* [AIM OF THE TASK]
Print every line of the listing below without altering any character.

* [INPUT ROWS]
**********

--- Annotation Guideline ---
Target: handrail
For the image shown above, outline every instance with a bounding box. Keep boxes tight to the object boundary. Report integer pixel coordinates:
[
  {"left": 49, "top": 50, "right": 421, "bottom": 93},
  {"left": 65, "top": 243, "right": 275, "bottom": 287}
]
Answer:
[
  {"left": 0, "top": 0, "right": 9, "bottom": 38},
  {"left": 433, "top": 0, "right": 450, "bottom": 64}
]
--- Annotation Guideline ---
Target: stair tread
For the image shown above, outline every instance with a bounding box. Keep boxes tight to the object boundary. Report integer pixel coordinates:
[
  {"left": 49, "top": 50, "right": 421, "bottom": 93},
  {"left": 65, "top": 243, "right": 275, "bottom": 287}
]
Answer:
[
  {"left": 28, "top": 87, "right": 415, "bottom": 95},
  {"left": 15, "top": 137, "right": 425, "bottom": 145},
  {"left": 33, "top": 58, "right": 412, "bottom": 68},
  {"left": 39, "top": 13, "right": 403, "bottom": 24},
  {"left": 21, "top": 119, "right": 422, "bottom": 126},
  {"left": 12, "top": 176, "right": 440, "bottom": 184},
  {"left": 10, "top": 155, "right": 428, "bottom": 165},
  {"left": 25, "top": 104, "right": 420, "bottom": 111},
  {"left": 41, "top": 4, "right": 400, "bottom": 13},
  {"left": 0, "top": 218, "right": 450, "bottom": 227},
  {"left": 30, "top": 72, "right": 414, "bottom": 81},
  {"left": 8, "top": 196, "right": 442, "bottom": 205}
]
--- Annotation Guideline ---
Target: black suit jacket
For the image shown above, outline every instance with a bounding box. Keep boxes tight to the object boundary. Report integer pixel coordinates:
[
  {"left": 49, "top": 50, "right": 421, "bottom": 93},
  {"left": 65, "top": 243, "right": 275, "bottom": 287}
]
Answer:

**********

* [EXERCISE OUTPUT]
--- Annotation Guideline ---
Target: handrail
For the image shown above, outline every instance with a bounding box. Keep boxes tight to the object boundary. Report integer pixel coordinates:
[
  {"left": 49, "top": 50, "right": 421, "bottom": 93},
  {"left": 65, "top": 243, "right": 275, "bottom": 287}
]
Answer:
[
  {"left": 0, "top": 0, "right": 9, "bottom": 38},
  {"left": 433, "top": 0, "right": 450, "bottom": 64}
]
--- Annotation Guideline ---
Target: stair tread
For the image shown above, outline every instance with a bounding box. Keep boxes tight to the object boundary. Report integer pixel coordinates:
[
  {"left": 49, "top": 50, "right": 421, "bottom": 93},
  {"left": 65, "top": 243, "right": 275, "bottom": 287}
]
Answer:
[
  {"left": 28, "top": 87, "right": 415, "bottom": 95},
  {"left": 15, "top": 137, "right": 425, "bottom": 145},
  {"left": 33, "top": 58, "right": 412, "bottom": 68},
  {"left": 39, "top": 13, "right": 403, "bottom": 24},
  {"left": 21, "top": 119, "right": 422, "bottom": 126},
  {"left": 12, "top": 176, "right": 440, "bottom": 184},
  {"left": 10, "top": 155, "right": 428, "bottom": 165},
  {"left": 25, "top": 104, "right": 420, "bottom": 111},
  {"left": 41, "top": 4, "right": 400, "bottom": 13},
  {"left": 0, "top": 218, "right": 450, "bottom": 227},
  {"left": 30, "top": 72, "right": 414, "bottom": 81},
  {"left": 8, "top": 196, "right": 442, "bottom": 205}
]
--- Annotation Guideline ---
Target: black suit jacket
For the image shown above, outline every instance with a bounding box. Keep boxes tight to the object boundary. Report integer pixel coordinates:
[
  {"left": 49, "top": 50, "right": 421, "bottom": 93},
  {"left": 65, "top": 243, "right": 275, "bottom": 287}
]
Answer:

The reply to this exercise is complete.